● **TEXTAUSZUG**:
Dort sollen Kämpfer von Zivilisten getrennt werden, behauptet die russische Führung. Sie spricht von Sicherheits-Checks - Augenzeugen berichten dagegen von teils brutalen Befragungen.

Irina kam in ein Lager in Manhush, rund zwanzig Kilometer westlich von Mariupol. Über die Filtration sagt sie:

Viele Menschen wurden mit Säcken über dem Kopf, mit gefesselten Händen herausgeführt. Auch Frauen, auch Verwandte von mir. (...) Die Soldaten lasen ihre Telefone aus und fanden heraus, dass sie Bilder von dem ausgebrannten Haus auf Facebook posteten und drunter schrieben, dass dies das russische Militär war. Dafür kamen sie ins örtliche Gefängnis.
Irina, Geflüchtete aus Mariupol

Irina und ihre Mutter bestanden die Filtrierung, das belegen "Passagierstempel", die sie uns zeigt. Andere Ukrainer seien dagegen abgeführt worden, berichtet Irina - deren Schicksal ist ungewiss.

Wer Richtung Westen wollte, wurde beschossen

Durch ein Filtrierungslager musste auch Sascha. Eigentlich wollte der junge Mann aus Mariupol Richtung Westen fliehen. Doch wer das versuchte, wurde beschossen, erzählt er uns. So gab es für ihn inmitten des Kriegs nur einen Weg: gen Osten.

● **AUFGABE**: Gib den Textauszug über die Filtrierungslager bei Mariupol von „Dort sollen Kämpfer“ bis „teils brutalen Befragungen.“ wörtlich wieder. Die Zeilen haben keinen Bezug zum Textauszug.

● **DATENZEILEN**:
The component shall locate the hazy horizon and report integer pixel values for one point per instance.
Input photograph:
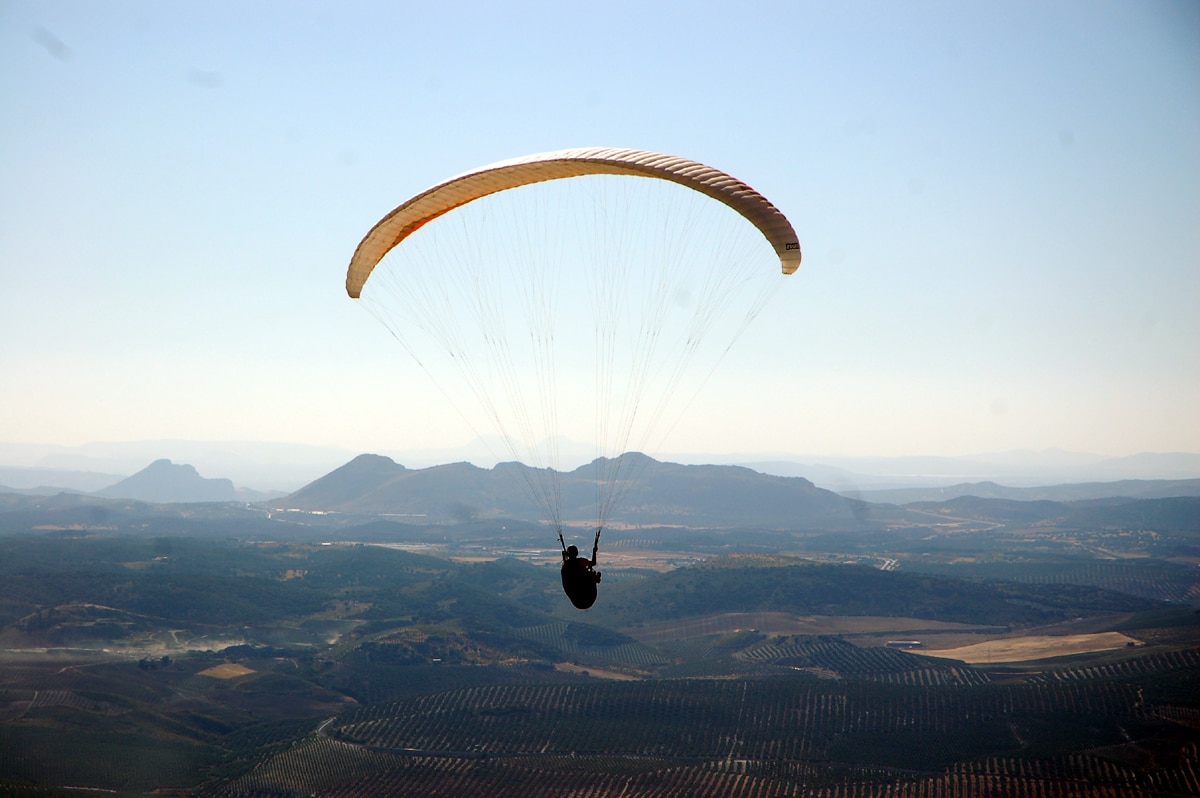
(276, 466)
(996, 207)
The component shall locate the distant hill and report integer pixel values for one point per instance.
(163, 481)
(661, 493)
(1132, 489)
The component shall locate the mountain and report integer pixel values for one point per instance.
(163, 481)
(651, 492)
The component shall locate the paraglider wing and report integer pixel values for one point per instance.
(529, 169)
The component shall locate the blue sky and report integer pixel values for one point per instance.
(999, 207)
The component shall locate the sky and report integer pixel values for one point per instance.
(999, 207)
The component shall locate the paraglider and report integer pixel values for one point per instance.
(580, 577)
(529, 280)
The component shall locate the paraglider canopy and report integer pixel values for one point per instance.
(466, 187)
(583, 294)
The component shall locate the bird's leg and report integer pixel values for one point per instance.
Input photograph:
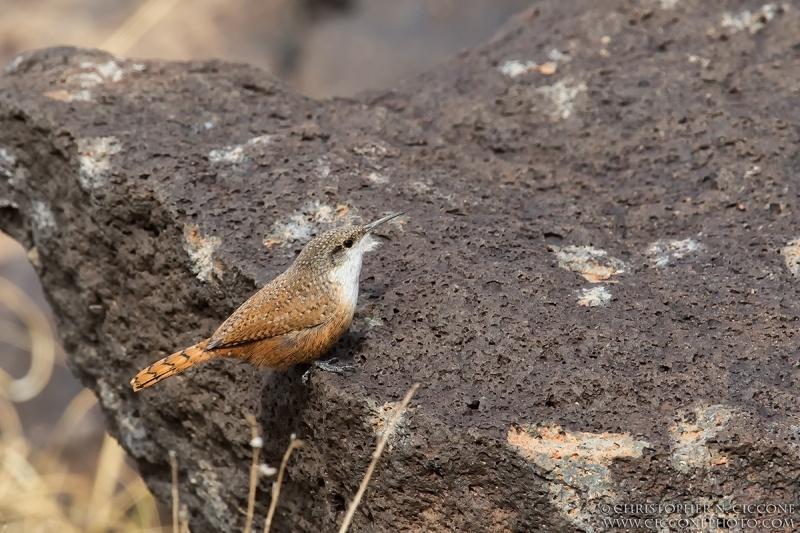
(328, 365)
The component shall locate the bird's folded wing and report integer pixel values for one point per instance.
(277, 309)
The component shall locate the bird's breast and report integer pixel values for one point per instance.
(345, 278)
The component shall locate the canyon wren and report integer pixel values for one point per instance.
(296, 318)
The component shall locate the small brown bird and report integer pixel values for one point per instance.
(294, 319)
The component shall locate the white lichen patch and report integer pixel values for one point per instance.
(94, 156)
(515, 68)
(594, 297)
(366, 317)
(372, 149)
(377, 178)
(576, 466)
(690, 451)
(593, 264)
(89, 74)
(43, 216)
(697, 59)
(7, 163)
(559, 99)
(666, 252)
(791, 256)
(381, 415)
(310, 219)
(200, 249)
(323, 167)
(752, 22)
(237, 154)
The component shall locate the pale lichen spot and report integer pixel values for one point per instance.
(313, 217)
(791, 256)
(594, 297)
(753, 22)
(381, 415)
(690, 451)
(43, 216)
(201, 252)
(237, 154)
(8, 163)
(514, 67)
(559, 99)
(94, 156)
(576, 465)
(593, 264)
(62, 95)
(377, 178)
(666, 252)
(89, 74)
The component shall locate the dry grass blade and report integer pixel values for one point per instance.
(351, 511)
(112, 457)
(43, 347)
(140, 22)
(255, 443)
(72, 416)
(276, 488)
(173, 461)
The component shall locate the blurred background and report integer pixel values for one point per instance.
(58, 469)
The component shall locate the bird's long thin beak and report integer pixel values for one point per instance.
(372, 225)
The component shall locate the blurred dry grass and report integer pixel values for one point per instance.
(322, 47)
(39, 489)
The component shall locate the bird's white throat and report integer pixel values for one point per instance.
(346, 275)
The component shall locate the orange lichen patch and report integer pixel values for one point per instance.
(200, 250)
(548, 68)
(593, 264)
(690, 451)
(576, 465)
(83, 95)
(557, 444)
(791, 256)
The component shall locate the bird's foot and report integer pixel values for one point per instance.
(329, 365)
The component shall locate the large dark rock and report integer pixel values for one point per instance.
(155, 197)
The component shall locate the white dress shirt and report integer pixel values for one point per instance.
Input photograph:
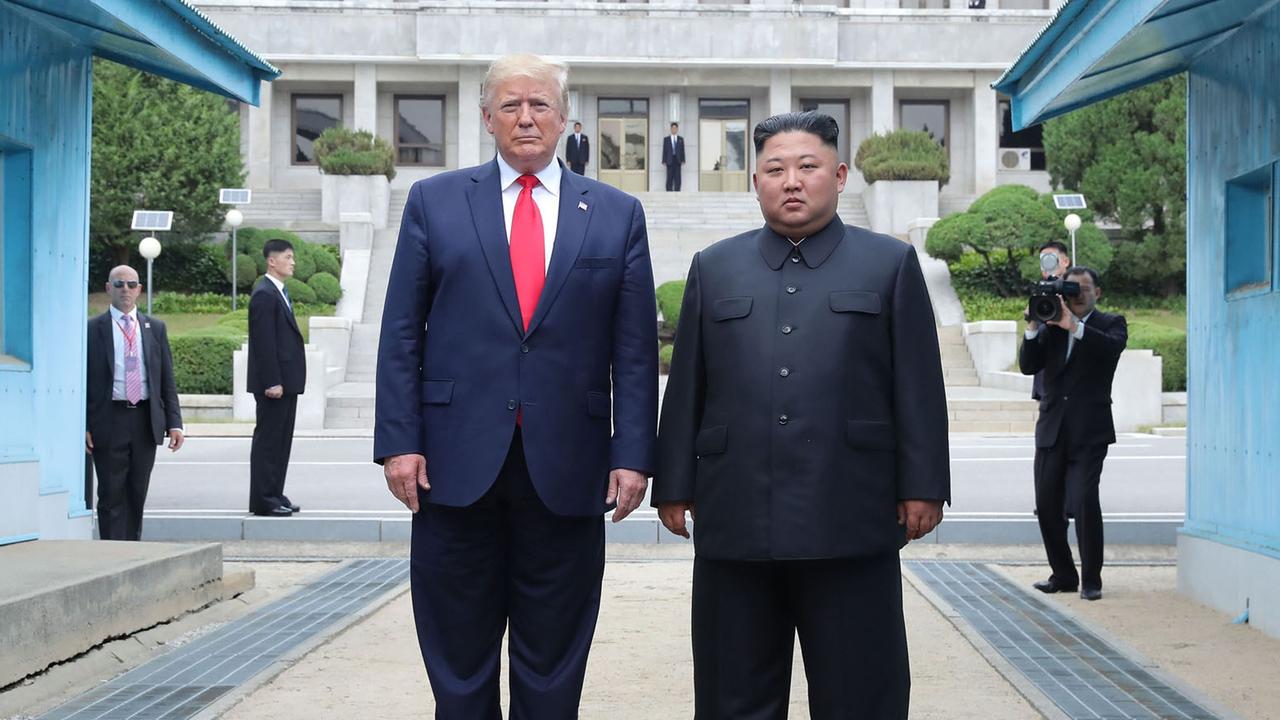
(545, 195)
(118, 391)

● **LÖSUNG**:
Dort sollen Kämpfer von Zivilisten getrennt werden, behauptet die russische Führung. Sie spricht von Sicherheits-Checks - Augenzeugen berichten dagegen von teils brutalen Befragungen.